** START **

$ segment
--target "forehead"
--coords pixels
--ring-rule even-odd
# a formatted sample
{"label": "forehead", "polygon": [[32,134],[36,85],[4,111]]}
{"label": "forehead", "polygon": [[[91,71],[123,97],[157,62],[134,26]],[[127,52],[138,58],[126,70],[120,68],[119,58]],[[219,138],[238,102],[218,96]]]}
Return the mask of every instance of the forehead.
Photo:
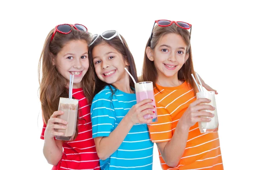
{"label": "forehead", "polygon": [[106,43],[101,43],[95,46],[92,50],[92,55],[93,58],[104,57],[111,53],[122,55],[115,48]]}
{"label": "forehead", "polygon": [[85,40],[71,40],[65,43],[60,53],[77,53],[88,52],[88,44]]}
{"label": "forehead", "polygon": [[163,35],[159,40],[157,45],[166,44],[173,47],[186,47],[187,45],[180,35],[175,33],[169,33]]}

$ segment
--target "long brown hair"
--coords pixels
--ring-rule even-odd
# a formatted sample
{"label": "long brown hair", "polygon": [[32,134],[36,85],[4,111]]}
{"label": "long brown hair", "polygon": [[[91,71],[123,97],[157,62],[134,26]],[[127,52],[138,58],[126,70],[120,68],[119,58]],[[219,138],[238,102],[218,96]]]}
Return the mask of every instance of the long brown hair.
{"label": "long brown hair", "polygon": [[[92,55],[92,52],[93,49],[96,46],[105,43],[108,45],[110,45],[113,48],[115,48],[117,51],[122,54],[124,61],[128,61],[129,63],[128,71],[132,76],[134,77],[134,79],[136,82],[138,82],[138,78],[137,76],[137,71],[136,70],[136,67],[135,66],[135,62],[134,59],[129,49],[128,45],[125,41],[125,40],[124,37],[121,35],[120,36],[122,38],[124,44],[123,45],[121,41],[121,40],[118,37],[116,36],[116,37],[112,38],[109,40],[106,40],[102,38],[101,36],[99,36],[99,37],[96,40],[93,42],[93,43],[90,46],[89,48],[89,58],[90,61],[90,64],[93,66],[93,72],[94,73],[94,76],[95,77],[95,90],[94,91],[94,95],[96,95],[98,93],[101,91],[104,87],[106,85],[111,85],[114,86],[113,85],[110,85],[107,83],[105,82],[104,82],[101,80],[97,76],[96,72],[95,72],[95,69],[94,65],[93,65],[93,57]],[[133,82],[132,79],[129,76],[130,79],[130,87],[131,87],[134,89],[135,88],[134,83]],[[116,89],[116,87],[114,87]],[[111,88],[110,88],[112,89]],[[112,90],[111,90],[112,91]],[[113,92],[112,91],[112,94]]]}
{"label": "long brown hair", "polygon": [[[194,91],[196,93],[196,85],[194,82],[191,74],[195,75],[195,71],[193,67],[192,60],[192,52],[190,45],[190,34],[189,32],[185,29],[182,28],[175,24],[167,27],[161,27],[156,26],[153,29],[152,39],[150,42],[150,48],[153,51],[157,44],[162,37],[165,35],[169,33],[175,33],[180,35],[186,45],[186,53],[189,54],[189,58],[178,71],[178,79],[179,80],[185,79],[187,83],[189,83],[194,88]],[[157,72],[154,62],[150,61],[147,56],[146,49],[149,39],[147,42],[144,54],[144,61],[143,66],[142,79],[143,81],[149,81],[153,82],[154,86],[157,88],[156,83],[157,79]]]}
{"label": "long brown hair", "polygon": [[[68,90],[67,88],[68,80],[58,71],[55,65],[52,64],[52,60],[56,57],[63,46],[70,41],[84,40],[87,44],[90,44],[91,41],[90,33],[78,31],[73,27],[71,29],[71,32],[67,34],[56,32],[51,42],[51,37],[54,28],[51,30],[45,40],[39,60],[38,71],[40,98],[43,118],[47,124],[53,112],[58,110],[60,97],[68,98]],[[84,93],[88,102],[93,98],[94,87],[92,81],[93,76],[93,68],[89,65],[89,68],[81,81]],[[78,133],[77,125],[77,124],[75,136]]]}

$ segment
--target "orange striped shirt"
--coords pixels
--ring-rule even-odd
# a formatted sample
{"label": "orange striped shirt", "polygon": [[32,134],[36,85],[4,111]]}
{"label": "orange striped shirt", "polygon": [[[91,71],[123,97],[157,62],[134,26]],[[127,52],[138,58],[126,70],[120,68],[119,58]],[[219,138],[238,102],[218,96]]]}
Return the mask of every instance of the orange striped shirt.
{"label": "orange striped shirt", "polygon": [[[158,122],[148,125],[153,142],[170,141],[180,118],[196,99],[193,89],[186,82],[174,87],[157,85],[154,89]],[[223,169],[218,132],[201,133],[198,123],[189,129],[186,147],[176,167],[169,167],[159,153],[163,170]]]}

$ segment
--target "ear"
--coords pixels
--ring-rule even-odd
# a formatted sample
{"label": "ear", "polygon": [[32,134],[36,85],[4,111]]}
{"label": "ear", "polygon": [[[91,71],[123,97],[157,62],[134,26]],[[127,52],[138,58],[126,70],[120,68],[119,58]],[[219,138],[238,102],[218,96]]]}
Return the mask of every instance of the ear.
{"label": "ear", "polygon": [[54,62],[54,58],[53,57],[52,57],[52,65],[55,65],[55,62]]}
{"label": "ear", "polygon": [[186,60],[189,59],[189,53],[187,53],[185,56],[185,60],[184,60],[184,63],[185,63]]}
{"label": "ear", "polygon": [[146,54],[148,60],[151,61],[154,61],[153,51],[150,47],[148,47],[146,48]]}
{"label": "ear", "polygon": [[125,66],[126,66],[130,65],[130,63],[129,63],[129,62],[128,62],[128,61],[127,61],[126,60],[125,60]]}

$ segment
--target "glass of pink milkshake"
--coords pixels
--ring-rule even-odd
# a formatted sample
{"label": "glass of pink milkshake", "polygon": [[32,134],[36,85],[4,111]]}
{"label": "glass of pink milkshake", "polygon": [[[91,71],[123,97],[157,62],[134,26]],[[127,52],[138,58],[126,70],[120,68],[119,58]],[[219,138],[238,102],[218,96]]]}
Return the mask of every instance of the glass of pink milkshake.
{"label": "glass of pink milkshake", "polygon": [[[156,106],[156,102],[154,94],[154,88],[153,87],[153,82],[143,82],[137,83],[135,85],[135,92],[136,94],[136,100],[137,103],[140,102],[147,99],[150,99],[153,100],[151,103],[148,104]],[[155,112],[154,114],[147,114],[144,116],[144,118],[147,119],[153,117],[152,122],[157,122],[157,109],[150,109]]]}

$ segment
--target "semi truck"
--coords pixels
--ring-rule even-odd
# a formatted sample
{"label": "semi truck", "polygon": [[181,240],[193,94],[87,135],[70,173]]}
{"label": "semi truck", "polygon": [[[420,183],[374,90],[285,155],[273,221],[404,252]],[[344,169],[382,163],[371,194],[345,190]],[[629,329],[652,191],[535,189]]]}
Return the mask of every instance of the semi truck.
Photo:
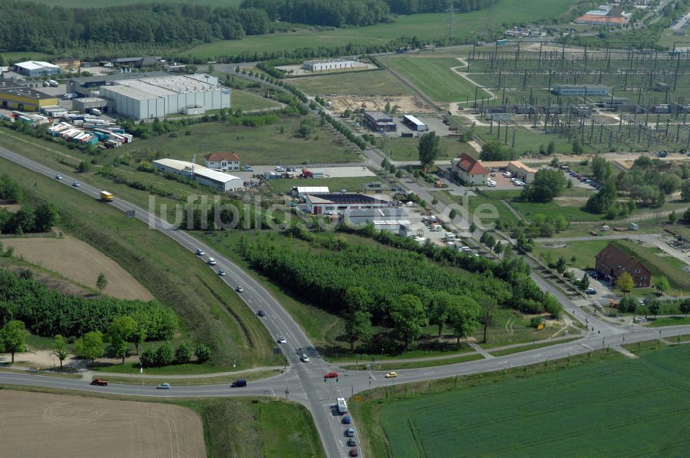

** END **

## Aim of the exercise
Omit all pictures while transcribing the entries verbatim.

## Reply
$ segment
--target "forehead"
--coords pixels
--ring-rule even-odd
# a formatted sample
{"label": "forehead", "polygon": [[32,134],[36,85],[4,111]]}
{"label": "forehead", "polygon": [[[91,71],[123,97],[157,62],[134,26]],[[127,52],[138,58],[126,70],[120,68],[119,58]],[[219,138],[238,102],[218,96]]]}
Return the mask of every instance of the forehead.
Photo:
{"label": "forehead", "polygon": [[106,43],[101,43],[95,46],[92,50],[92,55],[93,58],[104,57],[111,53],[122,55],[115,48]]}
{"label": "forehead", "polygon": [[85,40],[71,40],[65,43],[60,53],[77,53],[88,52],[88,44]]}
{"label": "forehead", "polygon": [[163,35],[159,40],[157,45],[166,44],[173,47],[186,47],[187,45],[180,35],[175,33],[169,33]]}

$ segment
--target "long brown hair"
--coords pixels
--ring-rule even-odd
# a formatted sample
{"label": "long brown hair", "polygon": [[32,134],[36,85],[4,111]]}
{"label": "long brown hair", "polygon": [[[91,71],[123,97],[157,62],[134,26]],[[127,52],[138,58],[126,70],[120,68],[119,58]],[[219,138],[238,102],[218,96]]]}
Return the mask of every instance of the long brown hair.
{"label": "long brown hair", "polygon": [[[92,55],[92,52],[93,49],[96,46],[105,43],[108,45],[110,45],[113,48],[115,48],[117,51],[122,54],[124,61],[128,61],[129,63],[128,71],[132,76],[134,77],[134,79],[136,82],[138,82],[138,78],[137,76],[137,71],[136,70],[136,67],[135,66],[135,62],[134,59],[129,49],[128,45],[125,41],[125,40],[124,37],[121,35],[120,36],[122,38],[124,44],[123,45],[121,41],[121,40],[118,37],[116,36],[116,37],[112,38],[109,40],[106,40],[102,38],[101,36],[99,36],[99,37],[96,40],[93,42],[93,43],[90,46],[89,48],[89,58],[90,61],[90,64],[93,66],[93,72],[94,73],[94,76],[95,77],[95,90],[94,91],[94,95],[96,95],[98,93],[101,91],[104,87],[106,85],[111,85],[114,86],[113,85],[110,85],[107,83],[105,82],[104,82],[101,80],[97,76],[96,72],[95,72],[95,69],[94,65],[93,65],[93,57]],[[133,82],[132,79],[129,76],[130,79],[130,87],[131,87],[134,89],[135,88],[134,83]],[[116,89],[116,87],[114,87]],[[111,88],[110,88],[112,89]],[[112,90],[111,90],[112,91]],[[113,92],[112,91],[112,94]]]}
{"label": "long brown hair", "polygon": [[[194,91],[196,93],[196,85],[194,82],[191,74],[195,75],[195,71],[193,67],[192,60],[192,52],[190,45],[190,34],[189,32],[185,29],[182,28],[175,24],[167,27],[161,27],[156,26],[153,29],[152,39],[150,42],[150,48],[153,51],[157,44],[162,37],[165,35],[169,33],[175,33],[180,35],[186,45],[186,53],[189,54],[189,58],[178,71],[178,79],[179,80],[185,79],[187,83],[189,83],[194,88]],[[157,72],[154,62],[150,61],[147,56],[146,49],[149,39],[147,42],[144,54],[144,61],[143,66],[142,79],[143,81],[149,81],[153,82],[154,86],[157,88],[156,83],[157,79]]]}
{"label": "long brown hair", "polygon": [[[68,90],[67,88],[68,80],[58,71],[55,65],[52,64],[52,60],[56,57],[63,46],[70,41],[84,40],[87,44],[90,44],[91,41],[90,33],[78,31],[73,27],[71,29],[71,32],[67,34],[56,32],[51,42],[51,37],[54,28],[51,30],[45,40],[39,60],[38,71],[40,98],[43,118],[47,124],[53,112],[58,110],[60,97],[68,98]],[[84,93],[88,102],[93,98],[94,87],[92,81],[93,76],[93,68],[89,65],[89,68],[81,81]],[[78,133],[77,125],[77,124],[75,136]]]}

$ segment
--target "orange striped shirt"
--coords pixels
--ring-rule even-odd
# a formatted sample
{"label": "orange striped shirt", "polygon": [[32,134],[36,85],[4,111]]}
{"label": "orange striped shirt", "polygon": [[[91,71],[123,97],[157,62],[134,26]],[[127,52],[138,58],[126,70],[120,68],[119,58]],[[219,138],[238,102],[218,96]]]}
Return the mask of every instance of the orange striped shirt.
{"label": "orange striped shirt", "polygon": [[[158,122],[148,125],[153,142],[170,141],[180,118],[196,99],[193,89],[186,82],[174,87],[157,85],[154,89]],[[223,169],[218,132],[201,133],[198,123],[189,129],[186,147],[176,167],[169,167],[159,153],[163,170]]]}

$ segment
--target "ear"
--coords pixels
--ring-rule even-odd
# a formatted sample
{"label": "ear", "polygon": [[32,134],[36,85],[4,111]]}
{"label": "ear", "polygon": [[[91,71],[123,97],[157,62],[134,26]],[[127,52],[138,58],[126,70],[120,68],[119,58]],[[219,138],[238,102],[218,96]]]}
Return the mask of every instance of the ear.
{"label": "ear", "polygon": [[54,62],[54,58],[53,57],[52,57],[52,65],[55,65],[55,62]]}
{"label": "ear", "polygon": [[186,60],[189,59],[189,53],[187,53],[185,56],[185,60],[184,60],[184,63],[185,63]]}
{"label": "ear", "polygon": [[146,54],[148,60],[151,61],[154,61],[153,51],[150,47],[148,47],[146,48]]}
{"label": "ear", "polygon": [[125,66],[126,66],[130,65],[130,63],[129,63],[129,62],[128,62],[128,61],[127,61],[126,60],[125,60]]}

$ segment
--target "glass of pink milkshake"
--coords pixels
--ring-rule even-odd
# a formatted sample
{"label": "glass of pink milkshake", "polygon": [[32,134],[36,85],[4,111]]}
{"label": "glass of pink milkshake", "polygon": [[[91,71],[123,97],[157,62],[134,26]],[[127,52],[138,58],[126,70],[120,68],[119,58]],[[219,138],[238,102],[218,96]]]}
Return the mask of every instance of the glass of pink milkshake.
{"label": "glass of pink milkshake", "polygon": [[[156,106],[156,102],[154,94],[154,88],[153,87],[153,82],[143,82],[137,83],[135,85],[135,92],[136,94],[136,100],[137,103],[140,102],[147,99],[150,99],[153,100],[151,103],[148,104]],[[155,112],[154,114],[147,114],[144,116],[144,118],[147,119],[153,117],[152,122],[157,122],[157,109],[150,109]]]}

$ segment
--target "semi truck"
--coords pixels
--ring-rule even-odd
# a formatted sample
{"label": "semi truck", "polygon": [[181,240],[193,94],[87,135],[70,173]]}
{"label": "semi truck", "polygon": [[[420,183],[374,90],[285,155],[273,221],[404,252]],[[344,169],[382,163],[371,194],[345,190]],[[629,329],[652,191],[535,189]]]}
Return the mask of every instance of the semi truck.
Photo:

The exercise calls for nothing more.